_TASK INPUT_.
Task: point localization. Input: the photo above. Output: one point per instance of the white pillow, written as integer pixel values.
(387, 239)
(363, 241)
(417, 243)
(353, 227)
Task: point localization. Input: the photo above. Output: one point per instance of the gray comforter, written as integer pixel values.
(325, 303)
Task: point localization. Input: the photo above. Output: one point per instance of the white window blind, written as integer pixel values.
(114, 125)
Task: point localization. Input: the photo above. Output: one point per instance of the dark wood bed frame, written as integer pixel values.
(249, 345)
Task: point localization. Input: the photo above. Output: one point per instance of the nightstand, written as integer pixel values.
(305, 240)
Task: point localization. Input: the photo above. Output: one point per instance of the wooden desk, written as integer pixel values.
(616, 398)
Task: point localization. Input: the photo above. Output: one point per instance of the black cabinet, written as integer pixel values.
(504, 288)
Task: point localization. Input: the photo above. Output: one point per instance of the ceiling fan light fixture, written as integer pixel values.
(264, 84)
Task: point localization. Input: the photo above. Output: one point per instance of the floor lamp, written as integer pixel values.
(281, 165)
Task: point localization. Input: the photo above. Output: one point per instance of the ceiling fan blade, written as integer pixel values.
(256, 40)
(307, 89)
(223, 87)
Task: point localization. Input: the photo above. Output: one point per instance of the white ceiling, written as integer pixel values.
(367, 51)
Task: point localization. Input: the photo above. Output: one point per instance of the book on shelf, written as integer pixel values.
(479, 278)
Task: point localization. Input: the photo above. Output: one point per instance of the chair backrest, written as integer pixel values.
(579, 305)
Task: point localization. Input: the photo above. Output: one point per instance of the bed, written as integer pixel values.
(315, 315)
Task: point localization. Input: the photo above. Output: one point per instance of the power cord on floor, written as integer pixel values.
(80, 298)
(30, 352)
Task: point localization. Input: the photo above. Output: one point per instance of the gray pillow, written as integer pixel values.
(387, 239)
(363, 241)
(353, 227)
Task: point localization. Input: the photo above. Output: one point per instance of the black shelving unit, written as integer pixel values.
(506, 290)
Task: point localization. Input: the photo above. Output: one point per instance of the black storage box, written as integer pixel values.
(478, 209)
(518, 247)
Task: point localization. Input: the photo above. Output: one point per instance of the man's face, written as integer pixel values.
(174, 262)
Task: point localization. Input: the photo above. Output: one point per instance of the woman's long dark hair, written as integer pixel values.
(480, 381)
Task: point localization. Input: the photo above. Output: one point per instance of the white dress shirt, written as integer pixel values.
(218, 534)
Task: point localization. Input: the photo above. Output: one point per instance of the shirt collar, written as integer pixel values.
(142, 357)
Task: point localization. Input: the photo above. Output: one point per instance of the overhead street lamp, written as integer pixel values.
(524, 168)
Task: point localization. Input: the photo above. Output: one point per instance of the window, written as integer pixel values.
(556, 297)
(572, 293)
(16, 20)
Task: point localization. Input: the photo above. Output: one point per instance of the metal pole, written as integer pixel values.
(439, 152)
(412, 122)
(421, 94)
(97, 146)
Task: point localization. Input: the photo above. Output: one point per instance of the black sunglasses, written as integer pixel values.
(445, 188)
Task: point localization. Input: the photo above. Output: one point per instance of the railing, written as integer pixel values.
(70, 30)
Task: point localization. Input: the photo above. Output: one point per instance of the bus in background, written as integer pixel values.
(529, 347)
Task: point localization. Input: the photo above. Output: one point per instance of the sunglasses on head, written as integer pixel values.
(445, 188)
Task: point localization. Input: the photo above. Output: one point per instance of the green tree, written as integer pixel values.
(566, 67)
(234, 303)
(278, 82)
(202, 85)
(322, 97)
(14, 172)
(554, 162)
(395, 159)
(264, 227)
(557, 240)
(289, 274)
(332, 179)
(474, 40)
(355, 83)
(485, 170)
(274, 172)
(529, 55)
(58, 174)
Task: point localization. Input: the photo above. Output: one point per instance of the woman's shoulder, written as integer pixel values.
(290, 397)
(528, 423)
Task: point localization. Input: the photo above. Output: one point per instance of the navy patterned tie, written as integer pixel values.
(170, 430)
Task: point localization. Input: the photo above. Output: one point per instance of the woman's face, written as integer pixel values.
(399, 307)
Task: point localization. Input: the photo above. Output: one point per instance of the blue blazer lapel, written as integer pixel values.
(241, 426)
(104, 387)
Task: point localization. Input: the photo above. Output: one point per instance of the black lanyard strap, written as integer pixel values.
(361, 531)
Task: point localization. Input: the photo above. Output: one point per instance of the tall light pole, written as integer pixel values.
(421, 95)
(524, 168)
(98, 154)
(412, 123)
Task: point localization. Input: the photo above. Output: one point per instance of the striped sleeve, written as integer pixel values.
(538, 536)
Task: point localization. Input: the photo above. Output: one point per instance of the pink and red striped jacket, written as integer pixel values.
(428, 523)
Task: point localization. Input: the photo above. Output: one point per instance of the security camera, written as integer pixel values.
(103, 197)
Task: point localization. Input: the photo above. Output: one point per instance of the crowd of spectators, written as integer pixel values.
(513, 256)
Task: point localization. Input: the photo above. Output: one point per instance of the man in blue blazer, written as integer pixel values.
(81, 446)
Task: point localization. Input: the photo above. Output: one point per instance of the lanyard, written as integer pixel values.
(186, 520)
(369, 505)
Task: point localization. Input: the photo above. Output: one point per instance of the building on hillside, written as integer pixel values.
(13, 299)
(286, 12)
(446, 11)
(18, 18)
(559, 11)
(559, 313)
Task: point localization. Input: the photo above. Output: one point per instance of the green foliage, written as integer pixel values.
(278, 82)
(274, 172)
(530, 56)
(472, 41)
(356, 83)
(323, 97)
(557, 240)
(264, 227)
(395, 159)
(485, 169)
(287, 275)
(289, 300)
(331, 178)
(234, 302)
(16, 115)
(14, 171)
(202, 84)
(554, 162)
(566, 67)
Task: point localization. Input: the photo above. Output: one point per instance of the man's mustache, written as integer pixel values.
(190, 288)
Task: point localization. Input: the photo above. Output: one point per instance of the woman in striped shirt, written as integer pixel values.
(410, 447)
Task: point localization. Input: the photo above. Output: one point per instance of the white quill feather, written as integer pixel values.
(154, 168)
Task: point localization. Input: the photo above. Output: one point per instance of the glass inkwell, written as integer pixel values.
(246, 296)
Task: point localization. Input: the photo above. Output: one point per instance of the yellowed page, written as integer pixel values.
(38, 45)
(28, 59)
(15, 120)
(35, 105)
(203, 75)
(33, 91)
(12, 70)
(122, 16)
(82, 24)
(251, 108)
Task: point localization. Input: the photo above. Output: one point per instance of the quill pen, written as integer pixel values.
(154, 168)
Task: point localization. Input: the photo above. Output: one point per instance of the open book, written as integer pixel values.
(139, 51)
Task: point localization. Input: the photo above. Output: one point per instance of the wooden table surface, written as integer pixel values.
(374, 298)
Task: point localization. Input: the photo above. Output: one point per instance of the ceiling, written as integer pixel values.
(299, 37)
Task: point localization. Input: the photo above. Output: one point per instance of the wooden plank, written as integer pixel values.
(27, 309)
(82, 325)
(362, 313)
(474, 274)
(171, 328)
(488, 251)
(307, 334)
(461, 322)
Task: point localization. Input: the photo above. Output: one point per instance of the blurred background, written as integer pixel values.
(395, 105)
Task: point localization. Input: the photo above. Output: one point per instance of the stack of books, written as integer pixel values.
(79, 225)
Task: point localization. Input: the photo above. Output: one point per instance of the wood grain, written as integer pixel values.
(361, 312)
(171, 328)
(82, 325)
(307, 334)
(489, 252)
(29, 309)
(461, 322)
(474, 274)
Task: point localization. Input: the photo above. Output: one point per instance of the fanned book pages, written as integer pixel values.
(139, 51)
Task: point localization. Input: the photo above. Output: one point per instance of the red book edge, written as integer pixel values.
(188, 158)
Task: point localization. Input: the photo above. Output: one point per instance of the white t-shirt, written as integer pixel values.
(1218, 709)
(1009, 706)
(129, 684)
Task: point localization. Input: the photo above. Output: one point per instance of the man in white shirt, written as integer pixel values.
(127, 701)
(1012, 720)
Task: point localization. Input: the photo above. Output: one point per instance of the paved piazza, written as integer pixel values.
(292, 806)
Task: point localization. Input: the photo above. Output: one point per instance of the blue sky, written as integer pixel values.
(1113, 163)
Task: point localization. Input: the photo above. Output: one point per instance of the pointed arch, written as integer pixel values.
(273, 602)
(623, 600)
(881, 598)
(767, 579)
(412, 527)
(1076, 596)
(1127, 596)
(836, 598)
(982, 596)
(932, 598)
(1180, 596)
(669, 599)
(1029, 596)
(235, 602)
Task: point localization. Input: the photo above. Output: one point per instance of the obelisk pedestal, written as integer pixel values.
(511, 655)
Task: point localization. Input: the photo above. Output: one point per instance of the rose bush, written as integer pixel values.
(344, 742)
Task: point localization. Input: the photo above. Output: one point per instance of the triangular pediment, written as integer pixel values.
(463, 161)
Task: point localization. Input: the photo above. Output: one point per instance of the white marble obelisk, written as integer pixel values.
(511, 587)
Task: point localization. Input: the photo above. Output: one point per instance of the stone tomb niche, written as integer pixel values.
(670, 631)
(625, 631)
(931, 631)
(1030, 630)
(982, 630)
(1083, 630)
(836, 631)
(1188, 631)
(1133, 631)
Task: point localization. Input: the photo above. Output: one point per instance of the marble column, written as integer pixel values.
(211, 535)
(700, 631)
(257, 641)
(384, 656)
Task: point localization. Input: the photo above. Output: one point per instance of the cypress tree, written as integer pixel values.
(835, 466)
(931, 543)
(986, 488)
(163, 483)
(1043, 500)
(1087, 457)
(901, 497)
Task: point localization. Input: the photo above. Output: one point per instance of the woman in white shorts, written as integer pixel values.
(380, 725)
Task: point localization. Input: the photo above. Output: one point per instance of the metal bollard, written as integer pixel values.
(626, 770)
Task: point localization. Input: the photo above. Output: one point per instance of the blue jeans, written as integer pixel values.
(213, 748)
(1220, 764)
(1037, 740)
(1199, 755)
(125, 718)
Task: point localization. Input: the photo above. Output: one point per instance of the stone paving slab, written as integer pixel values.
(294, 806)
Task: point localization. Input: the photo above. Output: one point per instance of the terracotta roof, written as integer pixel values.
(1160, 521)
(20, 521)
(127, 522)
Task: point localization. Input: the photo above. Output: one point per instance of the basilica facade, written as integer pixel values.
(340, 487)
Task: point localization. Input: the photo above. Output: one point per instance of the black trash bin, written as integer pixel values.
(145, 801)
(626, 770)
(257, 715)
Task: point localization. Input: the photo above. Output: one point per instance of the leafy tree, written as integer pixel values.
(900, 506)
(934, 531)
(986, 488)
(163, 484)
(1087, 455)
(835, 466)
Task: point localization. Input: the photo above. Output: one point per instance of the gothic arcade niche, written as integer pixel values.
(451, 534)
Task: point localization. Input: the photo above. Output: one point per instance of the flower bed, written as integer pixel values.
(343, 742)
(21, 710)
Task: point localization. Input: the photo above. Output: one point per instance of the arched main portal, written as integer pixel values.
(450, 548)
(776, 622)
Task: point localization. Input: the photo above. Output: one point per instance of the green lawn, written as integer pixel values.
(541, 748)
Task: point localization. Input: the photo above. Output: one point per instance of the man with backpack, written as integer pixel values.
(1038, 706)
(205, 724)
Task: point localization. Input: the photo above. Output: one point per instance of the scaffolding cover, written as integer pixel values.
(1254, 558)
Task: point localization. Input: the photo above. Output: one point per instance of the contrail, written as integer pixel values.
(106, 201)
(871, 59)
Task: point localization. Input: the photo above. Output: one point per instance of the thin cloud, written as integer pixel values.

_WHAT NEEDS TO BE DONE_. In the listing above, find the line with "arcade niche, written as integer pixel values." and set down that line and all after it exactly, through the final line.

_RESPONSE AREA_.
Task: point localization. Input: the photo above. Output: one point per instance of the gothic arcade niche, written as integer pixel values.
(451, 534)
Task: point localization. Input: the photo above. Output: one point per instance of the flower bed, written as integer pixel values.
(343, 742)
(21, 710)
Task: point localization. Input: the photo above. Output: one point per instance of the arched main portal, written as integer pixel values.
(450, 548)
(776, 622)
Task: point localization. Input: the photo above. Output: one point per instance of the green lawn, written as integer pixel values.
(541, 748)
Task: point localization. Input: the photo above. Output: one point per instance of the man with backpack, written as integer pixel values.
(1038, 706)
(205, 724)
Task: point localization. Input: the photo above. Output: one point per instance of the scaffolding cover, written as integer pixel values.
(1254, 558)
Task: point localization. Input: the photo above. Output: one point per instance of the contrail, written as integer pixel values.
(106, 201)
(871, 59)
Task: point localization. Input: the photo above. Output: one point per instance of the thin cloud, written as integer pixel values.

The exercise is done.